◆ WORK ORDER ◆
Line by line, copy the listing below exactly.

....

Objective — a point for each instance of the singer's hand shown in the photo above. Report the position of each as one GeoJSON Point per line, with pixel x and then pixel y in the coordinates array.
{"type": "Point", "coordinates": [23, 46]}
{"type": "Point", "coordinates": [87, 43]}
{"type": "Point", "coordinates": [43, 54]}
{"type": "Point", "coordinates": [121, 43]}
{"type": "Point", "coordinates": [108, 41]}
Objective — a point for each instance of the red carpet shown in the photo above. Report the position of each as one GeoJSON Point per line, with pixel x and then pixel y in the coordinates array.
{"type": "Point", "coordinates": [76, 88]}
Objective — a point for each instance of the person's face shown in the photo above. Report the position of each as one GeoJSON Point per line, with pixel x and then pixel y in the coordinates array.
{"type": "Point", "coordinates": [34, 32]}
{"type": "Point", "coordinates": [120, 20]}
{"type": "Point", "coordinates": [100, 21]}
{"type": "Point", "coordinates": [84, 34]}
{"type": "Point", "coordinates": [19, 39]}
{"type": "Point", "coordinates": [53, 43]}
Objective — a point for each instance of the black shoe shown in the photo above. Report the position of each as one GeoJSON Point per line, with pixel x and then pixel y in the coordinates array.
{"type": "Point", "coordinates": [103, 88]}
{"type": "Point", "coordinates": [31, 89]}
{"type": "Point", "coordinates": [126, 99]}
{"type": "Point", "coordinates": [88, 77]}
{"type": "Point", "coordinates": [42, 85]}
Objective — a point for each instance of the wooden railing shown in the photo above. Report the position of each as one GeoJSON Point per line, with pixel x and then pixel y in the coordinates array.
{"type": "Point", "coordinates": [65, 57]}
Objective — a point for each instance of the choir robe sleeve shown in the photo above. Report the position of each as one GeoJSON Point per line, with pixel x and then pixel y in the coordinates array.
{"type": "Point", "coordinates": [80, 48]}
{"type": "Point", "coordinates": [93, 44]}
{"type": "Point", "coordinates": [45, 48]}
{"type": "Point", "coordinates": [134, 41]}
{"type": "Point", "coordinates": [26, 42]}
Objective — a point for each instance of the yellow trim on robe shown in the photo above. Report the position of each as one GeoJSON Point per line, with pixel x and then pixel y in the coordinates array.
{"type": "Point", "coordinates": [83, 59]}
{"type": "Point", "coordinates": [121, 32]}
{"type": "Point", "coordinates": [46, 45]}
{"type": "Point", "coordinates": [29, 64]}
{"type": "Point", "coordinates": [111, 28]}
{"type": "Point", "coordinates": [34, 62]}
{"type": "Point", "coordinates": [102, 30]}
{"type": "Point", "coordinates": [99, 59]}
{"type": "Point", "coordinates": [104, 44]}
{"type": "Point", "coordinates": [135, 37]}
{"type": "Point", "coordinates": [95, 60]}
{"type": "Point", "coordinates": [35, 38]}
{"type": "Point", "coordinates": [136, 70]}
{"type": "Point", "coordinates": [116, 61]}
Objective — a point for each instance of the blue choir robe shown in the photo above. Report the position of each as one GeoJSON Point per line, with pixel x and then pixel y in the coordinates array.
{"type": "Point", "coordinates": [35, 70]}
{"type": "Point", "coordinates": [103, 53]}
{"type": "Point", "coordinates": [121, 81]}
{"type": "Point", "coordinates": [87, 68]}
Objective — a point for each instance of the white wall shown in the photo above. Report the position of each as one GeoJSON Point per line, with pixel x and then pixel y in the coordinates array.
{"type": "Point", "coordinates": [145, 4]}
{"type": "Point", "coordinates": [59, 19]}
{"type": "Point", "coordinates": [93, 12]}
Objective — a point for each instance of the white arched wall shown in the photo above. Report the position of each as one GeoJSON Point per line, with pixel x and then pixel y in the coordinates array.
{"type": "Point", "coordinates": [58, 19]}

....

◆ RESULT FOR THIS EXERCISE ◆
Objective — a point for each instance of the singer's hand shown in the photo above. Report the position of each as one GeoJSON Point per line, with pixel x and then pixel y in the coordinates array.
{"type": "Point", "coordinates": [23, 46]}
{"type": "Point", "coordinates": [87, 43]}
{"type": "Point", "coordinates": [43, 54]}
{"type": "Point", "coordinates": [121, 43]}
{"type": "Point", "coordinates": [108, 41]}
Objective — a point for each instance of the red carpet shown in the photo above. Report the position of each as one GeoJSON Point per line, with pixel x and then pixel y in the coordinates array.
{"type": "Point", "coordinates": [76, 88]}
Objective — a point for each instance of the person's face shown in the photo above. Report the position of each as one GeoJSON Point per line, with pixel x and then pixel y in the coordinates array.
{"type": "Point", "coordinates": [34, 32]}
{"type": "Point", "coordinates": [120, 20]}
{"type": "Point", "coordinates": [100, 21]}
{"type": "Point", "coordinates": [84, 34]}
{"type": "Point", "coordinates": [19, 39]}
{"type": "Point", "coordinates": [53, 43]}
Objective — a point for each instance of the black shoe shown in the photo above. Report the position of each as one GeoJSON Point per line, with pixel x and then pixel y in the coordinates array.
{"type": "Point", "coordinates": [103, 88]}
{"type": "Point", "coordinates": [31, 89]}
{"type": "Point", "coordinates": [126, 99]}
{"type": "Point", "coordinates": [88, 77]}
{"type": "Point", "coordinates": [42, 85]}
Objective — a point for each instance of the wooden railing shown in the photo above. Report the position of each as one GeoJSON Point per line, with pixel x and then pixel y in the coordinates array.
{"type": "Point", "coordinates": [65, 57]}
Objective — a point for each instance of the choir robe sleeve shown in the photo above. Report the position of each as one GeoJSON Point per line, with pixel x and then pixel y in the coordinates array.
{"type": "Point", "coordinates": [80, 48]}
{"type": "Point", "coordinates": [93, 44]}
{"type": "Point", "coordinates": [45, 48]}
{"type": "Point", "coordinates": [134, 41]}
{"type": "Point", "coordinates": [26, 42]}
Objective — a point for each instance of the yellow trim on robe shown in the photo above. Report the position of each as one GeoJSON Point per line, with pixel x and then pixel y in the coordinates array.
{"type": "Point", "coordinates": [83, 59]}
{"type": "Point", "coordinates": [121, 32]}
{"type": "Point", "coordinates": [46, 45]}
{"type": "Point", "coordinates": [29, 64]}
{"type": "Point", "coordinates": [111, 28]}
{"type": "Point", "coordinates": [34, 62]}
{"type": "Point", "coordinates": [102, 30]}
{"type": "Point", "coordinates": [99, 59]}
{"type": "Point", "coordinates": [104, 44]}
{"type": "Point", "coordinates": [135, 37]}
{"type": "Point", "coordinates": [95, 60]}
{"type": "Point", "coordinates": [35, 38]}
{"type": "Point", "coordinates": [136, 70]}
{"type": "Point", "coordinates": [116, 61]}
Objective — a point for each instance of the blue choir robe shown in the photo above. Report the position of each as one GeoJSON Point per line, with pixel x and then pixel y in the coordinates array.
{"type": "Point", "coordinates": [35, 70]}
{"type": "Point", "coordinates": [103, 53]}
{"type": "Point", "coordinates": [121, 81]}
{"type": "Point", "coordinates": [87, 68]}
Objective — a point for each instance of the white wall shown in the photo above. Report the position of each as one GeoJSON Point per line, with pixel x and then pixel y in the coordinates array.
{"type": "Point", "coordinates": [145, 4]}
{"type": "Point", "coordinates": [59, 19]}
{"type": "Point", "coordinates": [93, 12]}
Objective — a point for each instance of the white arched wall shown in the photo above. Report the position of each as one GeoJSON Point per line, with pixel x and then pixel y in the coordinates array.
{"type": "Point", "coordinates": [58, 19]}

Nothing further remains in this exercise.